### WORK TO COMPLETE
Reproduce the earnings call excerpt below on the new CFO appointment in full, word for word.
Top of PASSAGE FOR REVIEW
So with Mark retiring, you saw that we've named Kevin Christie to become our new CFO, Treasurer and Senior Vice President of Regulatory Affairs. He'll assume these responsibilities next Thursday at the close of our annual meeting on May 11. So congratulations, Kevin. Many of you already know Kevin from his participation on these earnings calls. He's been on them for a while ever since he stepped into his role as Senior Vice President of External Affairs, which included the regulatory affairs portion and then also as Chief Customer Officer for the company.
Kevin has extensive experience in finance in the energy industry. After earning a Bachelor of Arts degree in Accounting from Washington State University Go Cougs! He joined GTN or Gas Transmission Northwest as an Accountant and then progressed into leadership.
Since joining Avista in 2005, Kevin has held numerous leadership roles, including Senior Director of Finance in 2012; Vice President in 2015; and Senior Vice President in 2019. In addition to his finance experience, Kevin brings expertise from across our business. Kevin, in one of your more recent accomplishments, while leading our regulatory affairs team, you worked effectively with regulators to secure the approval and implementation of our multiyear rate cases to help provide long-term financial stability and success for the company.
Bottom of PASSAGE FOR REVIEW
Top of DATA SECTION
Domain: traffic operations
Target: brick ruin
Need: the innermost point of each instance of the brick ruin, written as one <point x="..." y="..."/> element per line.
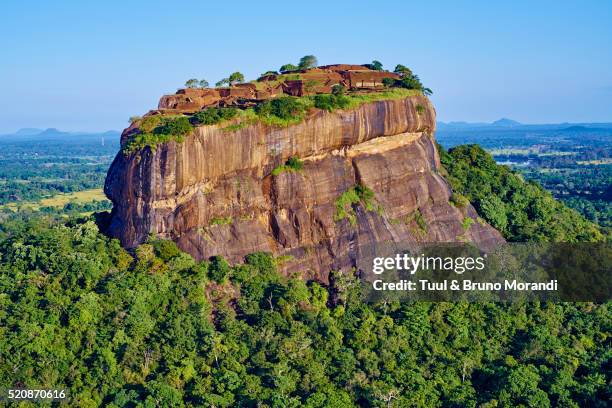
<point x="294" y="83"/>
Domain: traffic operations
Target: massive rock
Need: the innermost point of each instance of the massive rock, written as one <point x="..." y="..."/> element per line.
<point x="214" y="193"/>
<point x="295" y="83"/>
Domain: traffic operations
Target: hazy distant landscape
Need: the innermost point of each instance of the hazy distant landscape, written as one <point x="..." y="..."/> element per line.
<point x="48" y="170"/>
<point x="573" y="161"/>
<point x="54" y="171"/>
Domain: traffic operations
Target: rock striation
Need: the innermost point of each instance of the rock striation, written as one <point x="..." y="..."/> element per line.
<point x="215" y="194"/>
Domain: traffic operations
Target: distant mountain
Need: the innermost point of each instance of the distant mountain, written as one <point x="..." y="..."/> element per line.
<point x="510" y="124"/>
<point x="52" y="132"/>
<point x="28" y="131"/>
<point x="576" y="128"/>
<point x="26" y="134"/>
<point x="505" y="122"/>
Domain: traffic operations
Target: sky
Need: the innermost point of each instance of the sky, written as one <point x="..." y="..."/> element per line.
<point x="89" y="66"/>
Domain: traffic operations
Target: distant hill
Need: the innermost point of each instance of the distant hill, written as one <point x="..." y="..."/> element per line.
<point x="511" y="124"/>
<point x="26" y="134"/>
<point x="505" y="122"/>
<point x="29" y="131"/>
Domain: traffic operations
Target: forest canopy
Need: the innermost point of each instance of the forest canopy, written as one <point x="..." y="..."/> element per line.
<point x="153" y="327"/>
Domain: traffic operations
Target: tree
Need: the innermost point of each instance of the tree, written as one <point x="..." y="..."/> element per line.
<point x="375" y="65"/>
<point x="388" y="82"/>
<point x="192" y="83"/>
<point x="288" y="67"/>
<point x="308" y="61"/>
<point x="269" y="73"/>
<point x="402" y="70"/>
<point x="338" y="89"/>
<point x="236" y="78"/>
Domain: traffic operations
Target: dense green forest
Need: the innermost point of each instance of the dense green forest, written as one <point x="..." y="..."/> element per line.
<point x="574" y="163"/>
<point x="521" y="211"/>
<point x="155" y="328"/>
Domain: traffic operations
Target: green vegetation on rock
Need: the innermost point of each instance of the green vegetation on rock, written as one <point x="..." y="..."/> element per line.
<point x="155" y="130"/>
<point x="292" y="164"/>
<point x="160" y="329"/>
<point x="212" y="116"/>
<point x="356" y="195"/>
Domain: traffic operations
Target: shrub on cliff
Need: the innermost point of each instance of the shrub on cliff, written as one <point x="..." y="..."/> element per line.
Bottom of DATA SECTION
### FINISHED TASK
So with Mark retiring, you saw that we've named Kevin Christie to become our new CFO, Treasurer and Senior Vice President of Regulatory Affairs. He'll assume these responsibilities next Thursday at the close of our annual meeting on May 11. So congratulations, Kevin. Many of you already know Kevin from his participation on these earnings calls. He's been on them for a while ever since he stepped into his role as Senior Vice President of External Affairs, which included the regulatory affairs portion and then also as Chief Customer Officer for the company.
Kevin has extensive experience in finance in the energy industry. After earning a Bachelor of Arts degree in Accounting from Washington State University Go Cougs! He joined GTN or Gas Transmission Northwest as an Accountant and then progressed into leadership.
Since joining Avista in 2005, Kevin has held numerous leadership roles, including Senior Director of Finance in 2012; Vice President in 2015; and Senior Vice President in 2019. In addition to his finance experience, Kevin brings expertise from across our business. Kevin, in one of your more recent accomplishments, while leading our regulatory affairs team, you worked effectively with regulators to secure the approval and implementation of our multiyear rate cases to help provide long-term financial stability and success for the company.